*** DATA FOR THE TASK Section Begins ***

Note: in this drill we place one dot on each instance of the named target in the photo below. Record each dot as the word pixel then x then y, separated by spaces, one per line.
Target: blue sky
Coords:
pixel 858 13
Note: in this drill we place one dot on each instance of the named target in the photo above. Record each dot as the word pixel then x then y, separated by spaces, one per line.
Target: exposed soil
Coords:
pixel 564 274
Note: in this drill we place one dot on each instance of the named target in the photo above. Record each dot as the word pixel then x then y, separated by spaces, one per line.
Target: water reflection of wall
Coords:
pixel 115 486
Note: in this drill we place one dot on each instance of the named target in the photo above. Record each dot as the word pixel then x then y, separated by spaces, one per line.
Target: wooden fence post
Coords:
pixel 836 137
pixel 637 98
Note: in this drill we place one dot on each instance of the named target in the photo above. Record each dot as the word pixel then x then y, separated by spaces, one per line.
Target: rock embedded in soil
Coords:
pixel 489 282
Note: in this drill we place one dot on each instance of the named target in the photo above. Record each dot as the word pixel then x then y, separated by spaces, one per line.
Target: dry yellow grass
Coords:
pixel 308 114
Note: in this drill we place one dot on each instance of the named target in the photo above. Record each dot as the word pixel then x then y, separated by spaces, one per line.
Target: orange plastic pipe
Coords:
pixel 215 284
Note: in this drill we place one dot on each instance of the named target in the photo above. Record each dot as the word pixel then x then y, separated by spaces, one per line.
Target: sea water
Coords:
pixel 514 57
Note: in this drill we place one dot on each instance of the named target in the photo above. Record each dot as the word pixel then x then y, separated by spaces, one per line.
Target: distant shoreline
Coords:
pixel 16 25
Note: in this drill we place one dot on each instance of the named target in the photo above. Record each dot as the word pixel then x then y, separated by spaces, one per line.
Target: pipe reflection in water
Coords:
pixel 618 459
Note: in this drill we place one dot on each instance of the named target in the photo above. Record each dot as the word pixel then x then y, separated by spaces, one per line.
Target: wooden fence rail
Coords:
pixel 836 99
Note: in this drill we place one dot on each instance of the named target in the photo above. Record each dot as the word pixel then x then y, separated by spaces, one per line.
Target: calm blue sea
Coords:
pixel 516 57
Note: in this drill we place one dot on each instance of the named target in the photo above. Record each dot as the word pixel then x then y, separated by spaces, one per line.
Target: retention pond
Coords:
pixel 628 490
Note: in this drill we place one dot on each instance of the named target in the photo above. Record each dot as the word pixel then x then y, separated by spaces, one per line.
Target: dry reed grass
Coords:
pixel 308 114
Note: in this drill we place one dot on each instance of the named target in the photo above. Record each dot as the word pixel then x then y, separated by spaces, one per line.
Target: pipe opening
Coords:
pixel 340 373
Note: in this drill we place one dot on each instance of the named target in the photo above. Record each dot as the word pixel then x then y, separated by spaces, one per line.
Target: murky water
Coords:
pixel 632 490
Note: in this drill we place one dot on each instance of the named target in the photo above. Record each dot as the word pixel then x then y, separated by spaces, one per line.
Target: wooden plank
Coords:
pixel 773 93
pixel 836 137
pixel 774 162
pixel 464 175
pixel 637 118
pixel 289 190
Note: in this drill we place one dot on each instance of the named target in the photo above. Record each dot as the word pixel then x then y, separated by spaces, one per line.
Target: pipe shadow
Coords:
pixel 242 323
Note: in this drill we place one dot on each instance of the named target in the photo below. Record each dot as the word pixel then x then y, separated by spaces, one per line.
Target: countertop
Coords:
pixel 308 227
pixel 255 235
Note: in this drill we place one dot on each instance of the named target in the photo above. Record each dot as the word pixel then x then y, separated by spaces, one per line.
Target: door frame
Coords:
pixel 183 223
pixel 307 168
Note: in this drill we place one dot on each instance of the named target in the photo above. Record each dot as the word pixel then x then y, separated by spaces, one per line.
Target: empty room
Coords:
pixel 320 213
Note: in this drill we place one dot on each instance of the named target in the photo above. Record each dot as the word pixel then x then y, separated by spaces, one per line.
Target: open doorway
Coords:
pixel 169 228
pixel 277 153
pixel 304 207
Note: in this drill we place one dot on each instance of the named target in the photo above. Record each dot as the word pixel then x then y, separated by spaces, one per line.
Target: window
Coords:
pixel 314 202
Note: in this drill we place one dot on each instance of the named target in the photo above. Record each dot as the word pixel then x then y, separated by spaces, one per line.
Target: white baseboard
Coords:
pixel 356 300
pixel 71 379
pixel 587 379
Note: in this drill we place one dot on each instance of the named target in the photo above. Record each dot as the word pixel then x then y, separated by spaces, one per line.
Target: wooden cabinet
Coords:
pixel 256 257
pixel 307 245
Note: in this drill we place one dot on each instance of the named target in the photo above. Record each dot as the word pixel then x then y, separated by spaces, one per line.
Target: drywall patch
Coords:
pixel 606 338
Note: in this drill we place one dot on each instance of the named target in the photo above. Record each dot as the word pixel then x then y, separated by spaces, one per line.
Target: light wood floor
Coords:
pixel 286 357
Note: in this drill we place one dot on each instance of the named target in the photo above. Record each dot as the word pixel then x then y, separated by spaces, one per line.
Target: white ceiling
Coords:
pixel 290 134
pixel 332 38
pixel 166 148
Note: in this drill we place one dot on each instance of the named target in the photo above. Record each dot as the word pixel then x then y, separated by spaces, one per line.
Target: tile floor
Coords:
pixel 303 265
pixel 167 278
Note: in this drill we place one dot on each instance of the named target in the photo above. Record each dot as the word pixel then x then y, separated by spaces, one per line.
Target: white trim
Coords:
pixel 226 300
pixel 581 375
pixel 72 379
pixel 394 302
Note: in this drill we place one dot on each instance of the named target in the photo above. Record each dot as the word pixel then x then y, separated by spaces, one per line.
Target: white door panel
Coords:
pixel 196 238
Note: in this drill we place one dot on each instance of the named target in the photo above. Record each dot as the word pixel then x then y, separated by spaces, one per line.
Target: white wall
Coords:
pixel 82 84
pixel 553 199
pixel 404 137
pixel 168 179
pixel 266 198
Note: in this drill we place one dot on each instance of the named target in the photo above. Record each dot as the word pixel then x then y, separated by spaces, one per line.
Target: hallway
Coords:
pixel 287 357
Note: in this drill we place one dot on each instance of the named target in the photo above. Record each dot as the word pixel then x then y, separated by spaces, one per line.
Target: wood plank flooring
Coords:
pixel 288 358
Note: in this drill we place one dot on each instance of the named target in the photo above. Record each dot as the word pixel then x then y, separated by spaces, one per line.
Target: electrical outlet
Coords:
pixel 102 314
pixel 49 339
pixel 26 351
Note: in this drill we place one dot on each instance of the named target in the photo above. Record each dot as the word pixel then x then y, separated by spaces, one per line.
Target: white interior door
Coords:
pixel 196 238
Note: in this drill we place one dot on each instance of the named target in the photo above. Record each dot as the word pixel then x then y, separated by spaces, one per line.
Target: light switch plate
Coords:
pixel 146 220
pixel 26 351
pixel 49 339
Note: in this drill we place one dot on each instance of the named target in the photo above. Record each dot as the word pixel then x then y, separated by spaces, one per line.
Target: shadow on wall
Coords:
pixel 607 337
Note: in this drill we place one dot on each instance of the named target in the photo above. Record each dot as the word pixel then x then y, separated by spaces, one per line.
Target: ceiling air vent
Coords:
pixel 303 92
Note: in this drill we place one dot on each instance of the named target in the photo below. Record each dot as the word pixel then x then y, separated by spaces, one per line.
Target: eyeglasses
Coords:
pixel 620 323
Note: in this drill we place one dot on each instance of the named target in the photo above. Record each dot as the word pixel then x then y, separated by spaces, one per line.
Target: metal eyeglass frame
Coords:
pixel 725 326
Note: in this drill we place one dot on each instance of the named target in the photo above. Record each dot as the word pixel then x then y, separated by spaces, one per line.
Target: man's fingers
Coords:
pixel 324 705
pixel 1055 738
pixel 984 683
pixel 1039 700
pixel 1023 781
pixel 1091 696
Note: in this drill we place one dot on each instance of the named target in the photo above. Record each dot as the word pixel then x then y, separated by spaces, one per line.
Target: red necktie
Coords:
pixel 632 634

*** DATA FOR THE TASK Section Ends ***

:: TASK DESCRIPTION ::
Scan the records above for the string "ceiling", then report every line that contains it.

:: SOLUTION TO THE EXERCISE ::
Target: white ceiling
Target: ceiling air vent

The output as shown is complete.